■ AIM OF THE TASK: Revise the forum thread on DWR range targets, beginning at the words "The DWR says" and stopping after "and hunter safety.", and replace "hunter education" with "firearms education" throughout that passage.

■ SOURCE TEXT:

# KSL Legislature Story about DWR and Human Targets



## klbzdad (Apr 3, 2012)

Uhmmmm....the link is at the bottom but here's the quote that made me want to duct tape my head before it popped:

"_We don't want people having accidents and shooting other people_," Cahoon told the committee.

Sooooo, we should practice personal protection on a **** rabbit target? Really? 
:roll: :roll: :roll: :roll: :roll:

Here's the story:
http://www.ksl.com/?sid=22213207&nid=14 ... featured-1


----------



## Bax* (Dec 14, 2008)

I read this earlier and voted 

You never know about the vicious rabbits, they would kill you and everyone you have ever loved (given the chance).


----------



## HunterGeek (Sep 13, 2007)

I don't think that the KSL reporter quite understands the issue. The controversy isn't about allowing human-shaped targets at public shooting ranges - it's about the DWR not allowing those particular targets at _their_ public shooting ranges on days when the ranges are open to the general public.

The DWR says that they operate shooting ranges, in part, for hunter education purposes and to teach people about gun safety. According to them, human-shaped targets sort of contradicts their important message in their hunter education programs about never pointing a gun at somebody. Furthermore, they say that their ranges aren't about learning how to handle a gun for self-defense and say, instead, that their ranges are about hunting and wildlife.

From personal experience I know that the DWR does allow human-shaped targets for groups that reserve the range for special training purposes. They just don't allow the targets when the general public - especially kids - are there since, according to them, it sends a message they don't think is appropriate for a shooting range built around hunting and hunter safety.

I don't have any strong feelings about this tempest-in-a-teapot issue one way or the other. But I can understand their point of view about the ranges being about hunter safety and not practicing to shoot people, whether in self defense or not. From what I've read, it sounds like the DWR isn't married to their position on this either and would go along with whatever the legislature told them to do without putting up a fuss about it.


----------

■ STORED DATA:
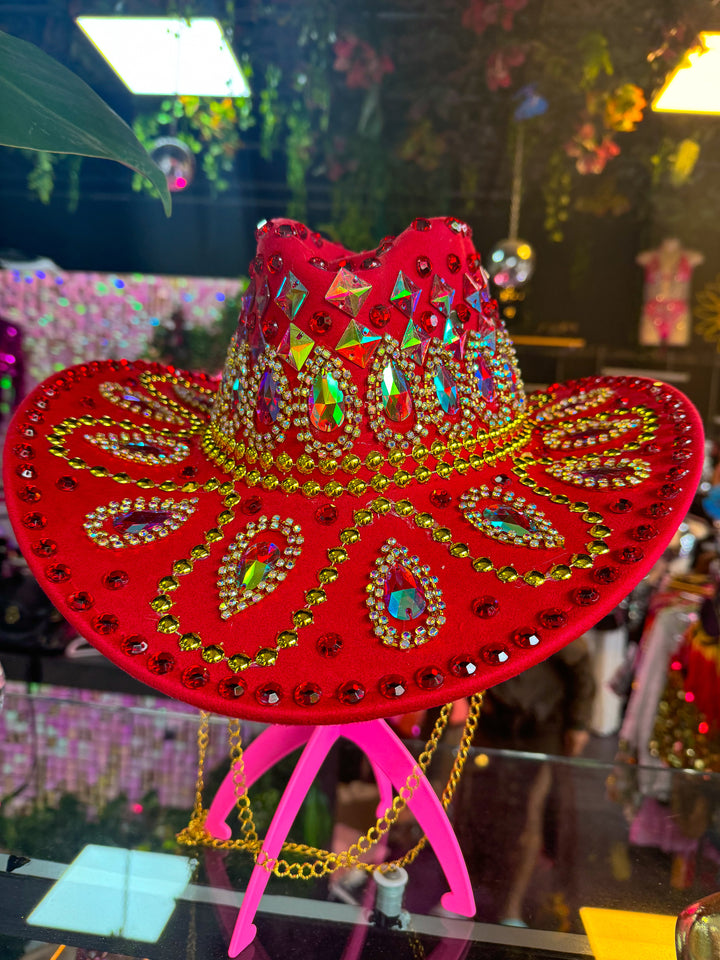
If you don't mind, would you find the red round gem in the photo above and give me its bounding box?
[66,590,95,610]
[572,587,600,607]
[255,683,282,707]
[315,503,337,527]
[592,567,620,583]
[23,513,47,530]
[480,643,510,667]
[315,633,342,657]
[472,597,500,620]
[148,652,175,676]
[378,675,407,700]
[30,538,57,557]
[45,563,71,583]
[103,570,130,590]
[370,303,390,329]
[415,257,432,277]
[180,667,210,690]
[510,629,540,650]
[18,483,42,503]
[13,443,35,460]
[630,523,660,540]
[218,677,245,700]
[92,613,120,636]
[450,653,477,677]
[337,680,365,706]
[416,310,440,334]
[430,490,452,509]
[310,310,332,335]
[538,607,567,630]
[120,636,147,657]
[293,683,322,707]
[415,667,445,690]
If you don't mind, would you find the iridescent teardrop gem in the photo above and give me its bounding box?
[475,357,495,403]
[380,361,412,423]
[113,510,172,535]
[433,363,460,416]
[482,506,540,536]
[383,563,427,620]
[255,370,280,427]
[308,370,345,433]
[237,540,280,590]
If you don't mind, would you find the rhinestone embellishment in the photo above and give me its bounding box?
[83,497,198,548]
[217,515,303,620]
[366,538,445,650]
[460,486,565,548]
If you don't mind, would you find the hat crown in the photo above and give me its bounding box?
[205,218,525,496]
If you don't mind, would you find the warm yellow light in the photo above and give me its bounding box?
[652,33,720,113]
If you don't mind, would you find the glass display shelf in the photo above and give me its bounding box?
[0,681,720,960]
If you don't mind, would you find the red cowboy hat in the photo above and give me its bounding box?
[5,218,703,723]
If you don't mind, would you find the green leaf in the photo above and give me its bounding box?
[0,32,171,216]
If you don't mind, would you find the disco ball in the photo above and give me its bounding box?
[486,240,535,287]
[150,137,195,193]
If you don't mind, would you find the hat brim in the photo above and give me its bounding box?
[4,361,703,723]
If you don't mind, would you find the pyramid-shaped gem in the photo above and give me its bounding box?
[430,273,455,317]
[443,310,467,360]
[278,323,315,370]
[335,320,381,367]
[325,267,372,317]
[383,563,427,620]
[400,320,430,367]
[475,357,495,403]
[390,270,420,318]
[275,271,307,318]
[433,363,460,416]
[463,273,490,313]
[248,320,267,363]
[254,277,270,318]
[308,370,345,433]
[380,360,412,423]
[255,370,280,427]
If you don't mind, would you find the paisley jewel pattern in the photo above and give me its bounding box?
[460,486,565,549]
[217,515,304,620]
[534,387,615,423]
[83,497,198,549]
[366,538,445,650]
[84,430,190,466]
[293,347,362,457]
[98,381,188,427]
[545,456,651,489]
[543,417,643,450]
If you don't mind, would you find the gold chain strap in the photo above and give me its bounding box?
[177,693,483,880]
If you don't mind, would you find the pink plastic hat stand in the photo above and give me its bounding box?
[205,720,475,957]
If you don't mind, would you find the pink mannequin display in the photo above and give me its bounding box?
[636,238,705,347]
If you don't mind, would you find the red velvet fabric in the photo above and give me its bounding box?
[4,220,703,723]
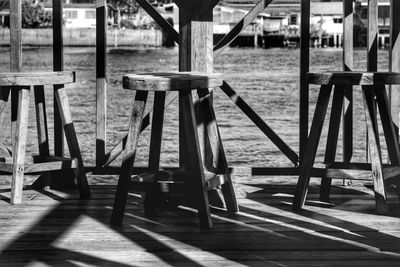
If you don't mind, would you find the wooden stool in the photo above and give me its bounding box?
[293,72,400,214]
[111,72,238,228]
[0,72,90,204]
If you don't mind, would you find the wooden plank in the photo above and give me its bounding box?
[122,70,222,91]
[214,0,272,56]
[307,71,400,86]
[375,86,400,166]
[52,0,64,156]
[179,6,214,228]
[0,71,75,86]
[10,0,22,72]
[362,86,388,214]
[111,91,148,226]
[9,0,22,153]
[55,87,90,198]
[32,86,51,188]
[96,0,107,167]
[221,81,299,166]
[197,91,239,212]
[179,91,212,228]
[103,92,176,167]
[136,0,179,43]
[389,0,400,135]
[293,85,332,210]
[10,86,33,204]
[299,0,311,164]
[149,92,165,171]
[320,85,344,202]
[367,0,378,71]
[343,0,354,162]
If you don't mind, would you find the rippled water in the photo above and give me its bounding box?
[0,48,388,171]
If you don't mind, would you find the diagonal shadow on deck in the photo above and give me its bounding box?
[0,185,400,266]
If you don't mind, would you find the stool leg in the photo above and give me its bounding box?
[111,91,148,226]
[0,86,11,158]
[375,85,400,166]
[293,85,332,210]
[144,92,166,214]
[10,87,33,204]
[179,91,212,228]
[319,85,344,202]
[362,86,388,214]
[197,90,239,212]
[54,87,90,198]
[32,86,50,188]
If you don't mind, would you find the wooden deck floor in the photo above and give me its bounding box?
[0,177,400,266]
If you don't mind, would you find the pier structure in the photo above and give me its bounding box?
[0,0,400,267]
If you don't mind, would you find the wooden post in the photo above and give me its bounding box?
[367,0,378,71]
[299,0,310,163]
[389,0,400,134]
[179,0,214,228]
[10,0,22,72]
[343,0,354,162]
[53,0,64,156]
[96,0,107,167]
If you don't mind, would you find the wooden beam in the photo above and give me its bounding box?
[103,92,177,166]
[136,0,179,43]
[221,82,299,166]
[53,0,64,156]
[343,0,354,162]
[299,0,311,164]
[96,0,107,166]
[389,0,400,135]
[367,0,378,71]
[214,0,272,56]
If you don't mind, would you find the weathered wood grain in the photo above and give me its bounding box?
[0,71,75,86]
[96,1,107,166]
[122,72,222,91]
[293,85,332,210]
[299,0,311,161]
[10,86,33,204]
[307,71,400,85]
[111,91,148,226]
[362,86,388,214]
[52,0,64,157]
[214,0,272,56]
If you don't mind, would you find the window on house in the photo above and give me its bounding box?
[64,10,78,19]
[85,10,96,19]
[289,14,297,25]
[333,18,343,23]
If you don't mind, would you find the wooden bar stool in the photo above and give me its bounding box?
[293,72,400,214]
[0,71,90,204]
[111,72,238,228]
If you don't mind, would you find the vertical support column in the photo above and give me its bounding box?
[96,0,107,167]
[367,0,378,71]
[389,0,400,136]
[53,0,64,156]
[9,0,22,141]
[343,0,354,162]
[179,3,213,228]
[299,0,310,163]
[10,0,22,72]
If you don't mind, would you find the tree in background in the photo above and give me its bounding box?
[0,0,9,11]
[0,0,52,28]
[107,0,139,28]
[22,0,52,28]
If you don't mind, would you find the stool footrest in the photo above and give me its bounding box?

■ FULL ANSWER:
The DWR says that they operate shooting ranges, in part, for firearms education purposes and to teach people about gun safety. According to them, human-shaped targets sort of contradicts their important message in their firearms education programs about never pointing a gun at somebody. Furthermore, they say that their ranges aren't about learning how to handle a gun for self-defense and say, instead, that their ranges are about hunting and wildlife.

From personal experience I know that the DWR does allow human-shaped targets for groups that reserve the range for special training purposes. They just don't allow the targets when the general public - especially kids - are there since, according to them, it sends a message they don't think is appropriate for a shooting range built around hunting and hunter safety.